====== RECORDS FOR PROCESSING
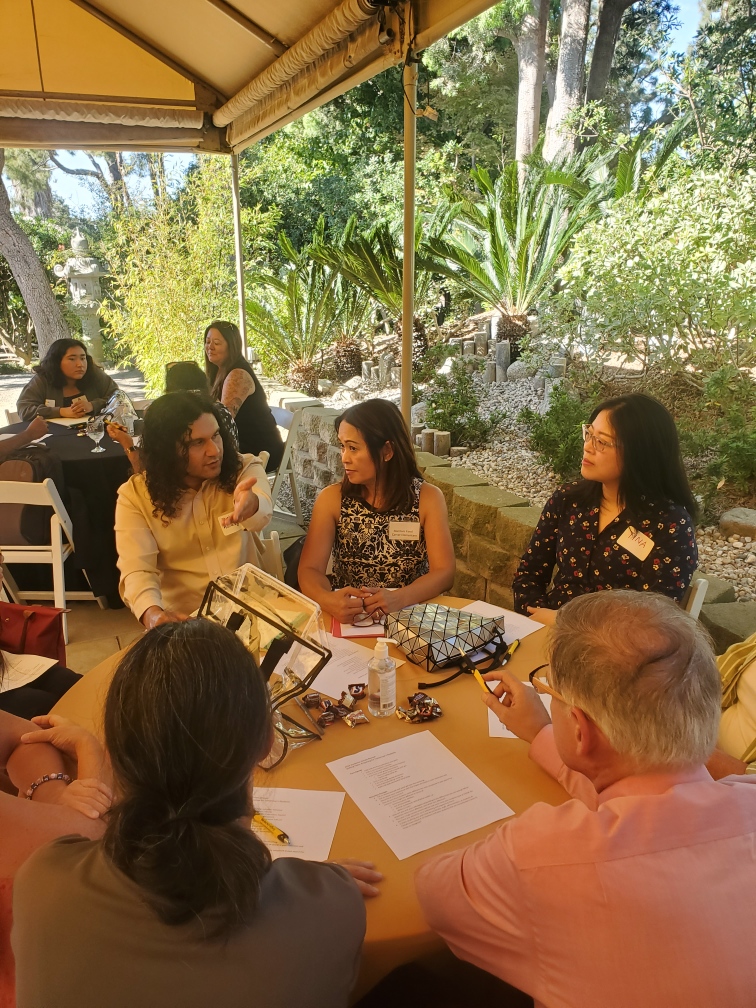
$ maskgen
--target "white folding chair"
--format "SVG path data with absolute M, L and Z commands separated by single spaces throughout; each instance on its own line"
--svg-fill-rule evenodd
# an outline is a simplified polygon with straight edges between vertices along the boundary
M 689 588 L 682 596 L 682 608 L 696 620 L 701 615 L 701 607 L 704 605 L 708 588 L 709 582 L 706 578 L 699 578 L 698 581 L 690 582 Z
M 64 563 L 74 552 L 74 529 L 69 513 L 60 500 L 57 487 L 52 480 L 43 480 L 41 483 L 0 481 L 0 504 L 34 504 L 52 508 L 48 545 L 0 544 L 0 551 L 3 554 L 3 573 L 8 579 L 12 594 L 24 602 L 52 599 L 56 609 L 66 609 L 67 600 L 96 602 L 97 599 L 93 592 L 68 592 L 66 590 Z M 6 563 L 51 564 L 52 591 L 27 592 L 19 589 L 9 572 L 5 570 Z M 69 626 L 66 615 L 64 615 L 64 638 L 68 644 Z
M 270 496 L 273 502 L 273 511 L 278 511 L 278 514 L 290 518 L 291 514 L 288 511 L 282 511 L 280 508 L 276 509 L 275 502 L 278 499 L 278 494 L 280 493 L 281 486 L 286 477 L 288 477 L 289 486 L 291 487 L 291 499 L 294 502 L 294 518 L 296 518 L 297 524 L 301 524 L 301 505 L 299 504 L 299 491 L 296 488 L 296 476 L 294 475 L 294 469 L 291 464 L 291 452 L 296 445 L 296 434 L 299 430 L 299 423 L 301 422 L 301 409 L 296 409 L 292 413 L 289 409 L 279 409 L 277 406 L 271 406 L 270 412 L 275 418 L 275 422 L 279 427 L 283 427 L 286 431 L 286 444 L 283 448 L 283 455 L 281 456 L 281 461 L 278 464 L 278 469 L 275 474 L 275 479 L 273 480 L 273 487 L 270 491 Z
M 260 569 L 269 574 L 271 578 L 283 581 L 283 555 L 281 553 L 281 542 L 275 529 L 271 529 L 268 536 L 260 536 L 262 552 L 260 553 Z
============
====== RECORDS FOR PROCESSING
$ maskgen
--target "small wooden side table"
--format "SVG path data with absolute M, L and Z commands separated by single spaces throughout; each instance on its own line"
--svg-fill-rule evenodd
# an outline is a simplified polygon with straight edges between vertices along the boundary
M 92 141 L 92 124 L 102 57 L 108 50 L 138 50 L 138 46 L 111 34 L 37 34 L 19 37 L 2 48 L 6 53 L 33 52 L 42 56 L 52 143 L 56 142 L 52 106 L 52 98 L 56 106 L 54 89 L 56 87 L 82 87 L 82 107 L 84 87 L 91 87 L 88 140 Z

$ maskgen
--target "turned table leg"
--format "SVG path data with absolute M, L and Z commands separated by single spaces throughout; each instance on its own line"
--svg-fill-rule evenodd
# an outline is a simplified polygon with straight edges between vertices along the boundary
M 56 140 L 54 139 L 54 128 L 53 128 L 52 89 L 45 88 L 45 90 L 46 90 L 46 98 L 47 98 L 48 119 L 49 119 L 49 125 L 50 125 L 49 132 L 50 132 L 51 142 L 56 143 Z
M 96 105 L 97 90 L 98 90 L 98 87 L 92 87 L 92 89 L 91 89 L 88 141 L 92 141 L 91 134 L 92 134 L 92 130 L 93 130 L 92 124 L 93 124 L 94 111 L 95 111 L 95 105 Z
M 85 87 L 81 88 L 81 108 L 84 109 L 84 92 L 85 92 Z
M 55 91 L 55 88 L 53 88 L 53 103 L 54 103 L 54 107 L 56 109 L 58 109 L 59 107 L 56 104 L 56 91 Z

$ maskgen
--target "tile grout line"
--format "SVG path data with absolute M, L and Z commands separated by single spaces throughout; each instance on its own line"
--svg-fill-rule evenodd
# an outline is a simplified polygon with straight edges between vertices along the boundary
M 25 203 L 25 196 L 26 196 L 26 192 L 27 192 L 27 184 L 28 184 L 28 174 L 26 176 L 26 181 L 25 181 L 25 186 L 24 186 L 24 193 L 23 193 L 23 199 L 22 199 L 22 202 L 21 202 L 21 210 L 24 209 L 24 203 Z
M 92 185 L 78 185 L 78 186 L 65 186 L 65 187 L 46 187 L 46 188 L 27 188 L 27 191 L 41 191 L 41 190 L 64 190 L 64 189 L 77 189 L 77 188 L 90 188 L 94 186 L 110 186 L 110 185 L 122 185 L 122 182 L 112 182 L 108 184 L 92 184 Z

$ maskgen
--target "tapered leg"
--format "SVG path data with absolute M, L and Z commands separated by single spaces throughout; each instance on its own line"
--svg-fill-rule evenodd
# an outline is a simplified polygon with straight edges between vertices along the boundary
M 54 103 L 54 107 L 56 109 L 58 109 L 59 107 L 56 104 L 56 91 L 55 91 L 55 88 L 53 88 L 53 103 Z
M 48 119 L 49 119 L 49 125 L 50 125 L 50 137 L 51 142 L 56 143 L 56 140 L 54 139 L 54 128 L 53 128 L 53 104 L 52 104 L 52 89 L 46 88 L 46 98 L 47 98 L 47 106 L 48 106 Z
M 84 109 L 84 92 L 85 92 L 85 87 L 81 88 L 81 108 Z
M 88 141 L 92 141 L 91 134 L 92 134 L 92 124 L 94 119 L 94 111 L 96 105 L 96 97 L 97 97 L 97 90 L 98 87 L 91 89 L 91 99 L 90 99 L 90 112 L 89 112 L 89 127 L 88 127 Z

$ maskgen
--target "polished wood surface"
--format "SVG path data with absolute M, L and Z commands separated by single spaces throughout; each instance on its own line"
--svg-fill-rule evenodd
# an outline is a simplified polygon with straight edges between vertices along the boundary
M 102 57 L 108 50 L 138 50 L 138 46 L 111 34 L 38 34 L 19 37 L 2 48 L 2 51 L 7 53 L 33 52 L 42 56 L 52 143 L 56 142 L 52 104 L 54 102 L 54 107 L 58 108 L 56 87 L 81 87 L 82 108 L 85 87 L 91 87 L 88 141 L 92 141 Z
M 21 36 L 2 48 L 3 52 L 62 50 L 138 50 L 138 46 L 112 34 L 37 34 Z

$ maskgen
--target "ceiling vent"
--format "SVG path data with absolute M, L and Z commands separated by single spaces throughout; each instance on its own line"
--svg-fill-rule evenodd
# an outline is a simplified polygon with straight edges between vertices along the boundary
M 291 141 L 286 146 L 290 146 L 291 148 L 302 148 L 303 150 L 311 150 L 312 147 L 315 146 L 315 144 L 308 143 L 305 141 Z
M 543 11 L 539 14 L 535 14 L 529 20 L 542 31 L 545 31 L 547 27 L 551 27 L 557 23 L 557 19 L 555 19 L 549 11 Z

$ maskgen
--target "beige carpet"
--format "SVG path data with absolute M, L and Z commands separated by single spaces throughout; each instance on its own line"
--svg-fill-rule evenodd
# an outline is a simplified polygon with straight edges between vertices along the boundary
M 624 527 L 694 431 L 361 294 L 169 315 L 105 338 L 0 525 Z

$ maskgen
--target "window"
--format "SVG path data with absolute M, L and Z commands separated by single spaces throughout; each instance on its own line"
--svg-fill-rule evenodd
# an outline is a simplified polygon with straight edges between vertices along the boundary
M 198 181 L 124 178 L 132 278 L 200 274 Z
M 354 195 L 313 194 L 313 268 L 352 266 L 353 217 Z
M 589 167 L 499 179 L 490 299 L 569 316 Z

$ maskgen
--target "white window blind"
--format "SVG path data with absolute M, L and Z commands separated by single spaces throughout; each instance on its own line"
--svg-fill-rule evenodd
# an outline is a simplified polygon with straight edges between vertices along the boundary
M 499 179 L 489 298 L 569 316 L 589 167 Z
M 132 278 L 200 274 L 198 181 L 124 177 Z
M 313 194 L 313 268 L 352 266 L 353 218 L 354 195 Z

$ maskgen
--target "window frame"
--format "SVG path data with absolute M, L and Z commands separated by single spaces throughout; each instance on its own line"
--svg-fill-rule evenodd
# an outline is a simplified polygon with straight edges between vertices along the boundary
============
## WORK TO BE COMPLETED
Copy every line of the records that contains the string "target".

## OUTPUT OF THE EXERCISE
--target "white folding chair"
--target "small wooden side table"
--target "turned table leg"
--target "tile grout line"
--target "tapered leg"
--target "polished wood surface"
--target "ceiling vent"
--target "beige carpet"
--target "window"
--target "white window blind"
--target "window frame"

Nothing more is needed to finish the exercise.